# PASSAGE DU TEXTE
Exemple: Volvo et Helvetas pour un transport durable
Alors que dans les Balkans occidentaux, de nombreux jeunes adultes émigrent vers d'autres pays européens à la recherche d'un emploi et d'un revenu, la région connaît une importante pénurie de personnel qualifié dans le secteur des transports, notamment en vue de la nécessaire transformation écologique du secteur. Pour y remédier, le groupe Volvo, en collaboration avec Helvetas et l'agence suédoise de développement Sida, propose de nouvelles formations spécialisées et des formations continues pour les mécatroniciennes et mécatroniciens et les conducteurs et conductrices de poids lourds – avec un accent sur les jeunes et les femmes. Dans des écoles professionnelles partenaires sélectionnées, ils et elles apprennent à entretenir de manière professionnelle des camions électriques, hybrides et d'autres types, ainsi qu'à les exploiter et à les conduire en produisant peu d'émissions. Le projet a été lancé en 2024 en Serbie, en Bosnie-Herzégovine et en Macédoine du Nord et sera étendu à d'autres pays d'Europe de l'Est.

# CONSIGNES
1: Dans quels pays le projet de formation de Volvo et Helvetas a-t-il été lancé en 2024 ?
2: Poursuivez le texte sur le projet de formation de Volvo et Helvetas à partir de sa dernière phrase.

# DONNÉES DISPONIBLES

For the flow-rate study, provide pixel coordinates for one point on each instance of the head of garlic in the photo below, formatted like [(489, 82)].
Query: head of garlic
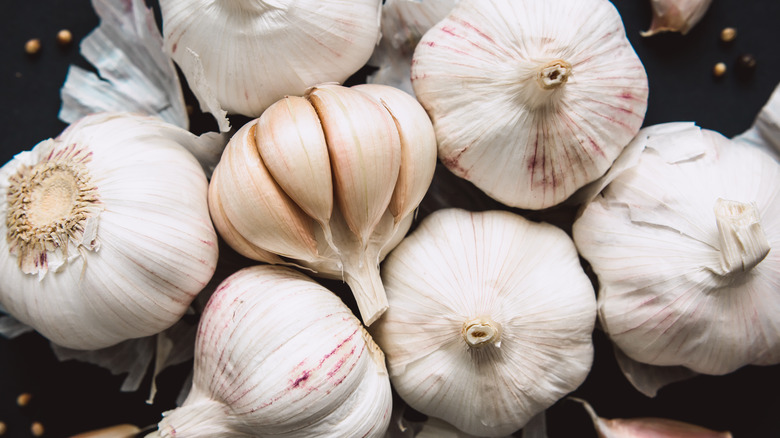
[(683, 241), (676, 15), (327, 181), (530, 100), (242, 56), (490, 319), (277, 354), (107, 234)]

# CORRIGÉ
1: En Serbie, en Bosnie-Herzégovine et en Macédoine du Nord.

2:
Exemple: iGravity et Helvetas pour des investissements à impact social
iGravity, une entreprise suisse qui se concentre sur les investissements d'impact, développe en collaboration avec Helvetas un Green Bond pour renforcer les chaînes de valeur durables du riz. Le Green Rice Bond (GRB) doit être lancé au début de l'année prochaine et se concentre sur les pays d'Afrique subsaharienne, où le riz est un aliment de base important. En raison des changements démographiques et des nouvelles habitudes alimentaires, la demande ne cesse d'augmenter et doit être couverte en grande partie par des importations en provenance d'Asie, malgré un potentiel de culture important.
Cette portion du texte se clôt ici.